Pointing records
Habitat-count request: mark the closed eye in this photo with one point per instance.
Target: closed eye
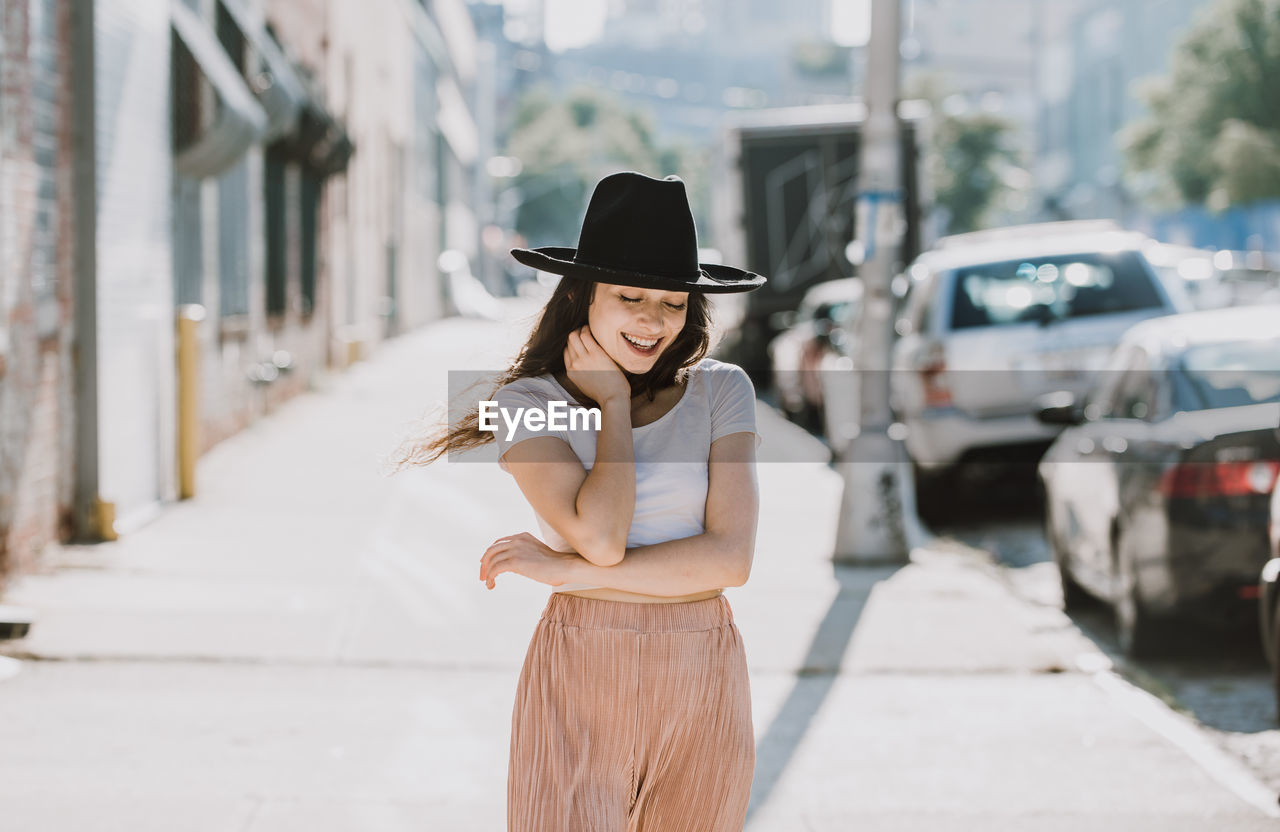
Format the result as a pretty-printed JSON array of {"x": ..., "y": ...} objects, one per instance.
[{"x": 636, "y": 300}]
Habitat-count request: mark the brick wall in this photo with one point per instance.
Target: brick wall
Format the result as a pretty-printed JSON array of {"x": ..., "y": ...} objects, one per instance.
[{"x": 36, "y": 416}]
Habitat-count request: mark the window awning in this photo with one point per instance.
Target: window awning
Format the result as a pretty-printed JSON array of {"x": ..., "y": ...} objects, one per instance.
[
  {"x": 241, "y": 122},
  {"x": 279, "y": 88}
]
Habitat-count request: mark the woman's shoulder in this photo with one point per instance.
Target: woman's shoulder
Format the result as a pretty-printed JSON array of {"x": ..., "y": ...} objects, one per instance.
[
  {"x": 720, "y": 374},
  {"x": 716, "y": 365}
]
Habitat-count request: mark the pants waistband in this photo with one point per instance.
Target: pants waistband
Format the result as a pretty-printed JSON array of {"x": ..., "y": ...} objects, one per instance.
[{"x": 593, "y": 613}]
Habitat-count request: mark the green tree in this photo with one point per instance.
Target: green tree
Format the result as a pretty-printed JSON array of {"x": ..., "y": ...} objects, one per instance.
[
  {"x": 1212, "y": 129},
  {"x": 968, "y": 160},
  {"x": 567, "y": 145}
]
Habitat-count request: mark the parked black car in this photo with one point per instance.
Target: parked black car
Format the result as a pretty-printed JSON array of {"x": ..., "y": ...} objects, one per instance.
[
  {"x": 1157, "y": 492},
  {"x": 1269, "y": 598}
]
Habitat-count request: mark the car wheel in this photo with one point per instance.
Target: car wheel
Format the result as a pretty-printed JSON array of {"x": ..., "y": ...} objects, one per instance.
[
  {"x": 1074, "y": 597},
  {"x": 1141, "y": 634},
  {"x": 935, "y": 494}
]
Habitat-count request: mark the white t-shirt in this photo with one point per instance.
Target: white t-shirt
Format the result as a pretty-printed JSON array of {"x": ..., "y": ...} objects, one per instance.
[{"x": 671, "y": 453}]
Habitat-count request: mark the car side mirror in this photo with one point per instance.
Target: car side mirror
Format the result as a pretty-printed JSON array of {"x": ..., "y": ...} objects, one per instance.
[
  {"x": 1059, "y": 408},
  {"x": 782, "y": 321}
]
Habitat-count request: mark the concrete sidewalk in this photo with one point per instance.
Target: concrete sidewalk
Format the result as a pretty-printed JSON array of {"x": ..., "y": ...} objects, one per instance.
[{"x": 306, "y": 645}]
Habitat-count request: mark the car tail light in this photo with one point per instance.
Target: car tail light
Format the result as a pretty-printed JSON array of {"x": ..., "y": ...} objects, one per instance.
[
  {"x": 1220, "y": 479},
  {"x": 933, "y": 368}
]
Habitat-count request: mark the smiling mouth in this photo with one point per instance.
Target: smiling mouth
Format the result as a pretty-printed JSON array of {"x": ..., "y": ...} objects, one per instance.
[{"x": 643, "y": 346}]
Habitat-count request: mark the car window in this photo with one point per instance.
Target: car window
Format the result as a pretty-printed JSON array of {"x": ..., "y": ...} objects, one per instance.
[
  {"x": 1051, "y": 288},
  {"x": 1228, "y": 374}
]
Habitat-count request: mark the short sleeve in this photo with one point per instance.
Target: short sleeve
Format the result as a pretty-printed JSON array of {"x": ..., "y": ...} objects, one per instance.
[
  {"x": 732, "y": 400},
  {"x": 512, "y": 400}
]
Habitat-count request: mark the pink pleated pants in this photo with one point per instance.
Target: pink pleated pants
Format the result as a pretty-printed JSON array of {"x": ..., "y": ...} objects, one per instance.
[{"x": 631, "y": 718}]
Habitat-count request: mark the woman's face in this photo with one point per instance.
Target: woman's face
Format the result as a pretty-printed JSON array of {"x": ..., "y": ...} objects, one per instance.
[{"x": 635, "y": 325}]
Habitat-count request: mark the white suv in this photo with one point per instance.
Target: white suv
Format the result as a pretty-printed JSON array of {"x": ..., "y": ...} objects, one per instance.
[{"x": 995, "y": 320}]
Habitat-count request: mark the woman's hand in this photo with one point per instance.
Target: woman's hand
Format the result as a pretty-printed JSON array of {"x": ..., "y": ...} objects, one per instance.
[
  {"x": 592, "y": 370},
  {"x": 525, "y": 554}
]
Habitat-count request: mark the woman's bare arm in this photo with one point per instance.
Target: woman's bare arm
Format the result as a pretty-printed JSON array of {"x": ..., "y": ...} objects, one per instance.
[
  {"x": 716, "y": 558},
  {"x": 592, "y": 510}
]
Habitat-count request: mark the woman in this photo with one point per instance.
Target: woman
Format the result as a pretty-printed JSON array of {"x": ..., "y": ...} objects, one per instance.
[{"x": 632, "y": 708}]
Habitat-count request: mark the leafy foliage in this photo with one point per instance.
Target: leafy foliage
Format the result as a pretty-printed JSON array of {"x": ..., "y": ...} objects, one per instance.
[
  {"x": 567, "y": 144},
  {"x": 969, "y": 161},
  {"x": 1212, "y": 131}
]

Instructions to follow:
Only the lines from the one containing "Habitat-count request: mark the short" through the end of the material should be reproduced, exactly, with both ends included.

Task output:
Habitat-count request: mark the short sleeve in this photo with one point per instance.
Target: short sleeve
Format the result as a pretty-printed JSON array of {"x": ..., "y": ...} objects, one per instance.
[
  {"x": 732, "y": 400},
  {"x": 512, "y": 400}
]
Habitat-count request: mark the pink pleated pants in this photo with one point per instance.
Target: pink pleated pants
Format the result as a pretty-printed JSON array of {"x": ..., "y": ...} objects, one per instance.
[{"x": 631, "y": 718}]
Habitat-count request: mark the woman's face in this photo with one point per instance.
Target: woman's face
Format the result as a pretty-printed JSON array of {"x": ..., "y": ...} objects, one per instance.
[{"x": 635, "y": 325}]
Habitat-count request: mark the white suv in this photo with one point per instance.
Target: white suv
Format the result as a pretty-printed JSON array of {"x": ..., "y": ...} objects, one per instance.
[{"x": 995, "y": 320}]
Habitat-count request: mark the woman's hand in this photo with one point per instance.
Target: woman's hand
Format the result as a pretty-printed JSON array of {"x": ..., "y": ...} objects, one per instance.
[
  {"x": 592, "y": 370},
  {"x": 525, "y": 554}
]
Habitat-count request: mark the woman's bare arm in this photo with one point per instance.
Target: woman's bare arm
Format the result as a pretty-printed JSON array of {"x": ..., "y": ...} objects, one per instance.
[
  {"x": 716, "y": 558},
  {"x": 592, "y": 510}
]
Habitat-count request: mark the woman in this photo with one point per instance.
Target: woman
Format the result as a pretty-printed JSON array of {"x": ..., "y": ...} objects, one per instance.
[{"x": 632, "y": 708}]
Habitat-count request: mark the leafy foliage in this photo with one point per instance.
Target: leafy foliage
Format the result as a pretty-printed JSON array of {"x": ..., "y": ...} objects, one per instance.
[
  {"x": 567, "y": 144},
  {"x": 969, "y": 161},
  {"x": 1212, "y": 131}
]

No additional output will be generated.